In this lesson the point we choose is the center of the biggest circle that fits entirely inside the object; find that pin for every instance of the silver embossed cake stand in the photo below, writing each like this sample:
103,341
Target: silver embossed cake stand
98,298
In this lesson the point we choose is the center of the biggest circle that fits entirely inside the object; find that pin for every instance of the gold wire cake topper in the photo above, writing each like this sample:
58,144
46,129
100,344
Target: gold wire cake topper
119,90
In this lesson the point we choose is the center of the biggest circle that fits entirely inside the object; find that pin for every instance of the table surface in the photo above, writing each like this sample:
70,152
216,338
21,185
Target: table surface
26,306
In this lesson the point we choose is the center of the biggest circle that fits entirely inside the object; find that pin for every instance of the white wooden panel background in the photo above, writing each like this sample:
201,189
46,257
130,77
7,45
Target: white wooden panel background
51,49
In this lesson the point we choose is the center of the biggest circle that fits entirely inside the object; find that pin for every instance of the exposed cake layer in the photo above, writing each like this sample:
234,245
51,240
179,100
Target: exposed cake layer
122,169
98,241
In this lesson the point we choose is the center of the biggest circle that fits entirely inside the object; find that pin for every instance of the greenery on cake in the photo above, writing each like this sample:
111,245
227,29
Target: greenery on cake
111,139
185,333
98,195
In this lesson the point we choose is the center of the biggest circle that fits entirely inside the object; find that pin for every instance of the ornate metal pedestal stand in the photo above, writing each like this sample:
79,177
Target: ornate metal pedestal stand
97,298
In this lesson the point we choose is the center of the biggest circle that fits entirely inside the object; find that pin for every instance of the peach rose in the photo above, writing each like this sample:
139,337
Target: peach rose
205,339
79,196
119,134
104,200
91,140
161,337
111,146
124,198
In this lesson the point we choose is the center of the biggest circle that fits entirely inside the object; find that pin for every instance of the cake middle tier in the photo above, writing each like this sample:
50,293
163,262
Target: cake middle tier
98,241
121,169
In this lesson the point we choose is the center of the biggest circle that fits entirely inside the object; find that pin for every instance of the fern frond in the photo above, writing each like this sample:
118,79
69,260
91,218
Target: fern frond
::::::::::
> Goal: Extract all of the data above and output it character for character.

> Solution for this task:
In this lesson the point we choose is the center of the biggest circle that fits entirely inside the object; find that pin for every instance of the silver embossed cake stand in the photo below, writing each like this sample:
103,341
Target: silver embossed cake stand
98,298
In this lesson the point we choose is the center of the biggest circle that fits entirely inside the object; find that pin for every instance of the gold wire cake topper in the photo above, writing each like this sample:
58,144
46,129
100,344
Target: gold wire cake topper
119,90
In this lesson the point we choose is the center of the biggest circle that fits entirely inside the object; find that pin for every instance of the table surface in the photo above, writing each like this sample:
70,152
216,338
21,185
Target: table surface
26,306
In this lesson the point we choose is the center of the biggest circle that fits entirely inside the object; find that pin for every instance of the white wooden panel background in the photo above, writing each like this sample:
201,189
46,257
130,77
7,45
Target: white wooden panel background
51,49
In this lesson the point we choose is the center of the biggest circle that fits entirely inside the object; find that pin for every instance of the exposed cake layer in the photo above, writing each like this sample:
234,245
51,240
179,100
Target: exposed cake layer
122,169
98,241
In this lesson the point we choose is the center of the biggest circle that fits entirely inside the object; find that pin for every instance of the greenery on cake in the photo above, writing each like this sample:
111,245
227,29
Target: greenery on cake
111,139
185,333
98,195
In this lesson the point we choose is the center of the biggest circle that fits entirely inside the object; find that pin for every instance of the ornate metal pedestal stand in the photo above, writing each like this sample:
79,177
Target: ornate metal pedestal stand
97,298
In this lesson the point we choose is the center of the biggest circle that fits entirely inside the object; find that pin for every instance of the peach rose in the photo above, writing each like this sample:
139,337
Target: peach rose
205,339
79,196
119,134
104,200
91,140
161,337
111,146
124,198
In this lesson the point we choose is the center of the biggest circle that fits entirely inside the object; find that pin for every instance of the cake middle tier in the photo above, writing each like this sample:
50,293
163,262
Target: cake middle tier
98,241
121,169
In this lesson the point we choose is the center of the biggest circle that fits entirely inside the object; find that pin for every instance of the fern frond in the photo above, writing each like this sample:
118,79
69,260
91,218
Target: fern frond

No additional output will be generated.